■ **Directions**
Where a line in the material below has the string "instance", please report it.

■ **Entries shown**
-------------------------

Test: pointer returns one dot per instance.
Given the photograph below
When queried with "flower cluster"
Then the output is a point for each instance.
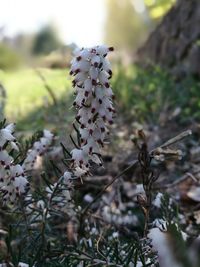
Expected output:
(38, 149)
(13, 182)
(91, 71)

-------------------------

■ **Exercise response**
Test: pointer returns one dot per instance.
Then the output is a point for each instance.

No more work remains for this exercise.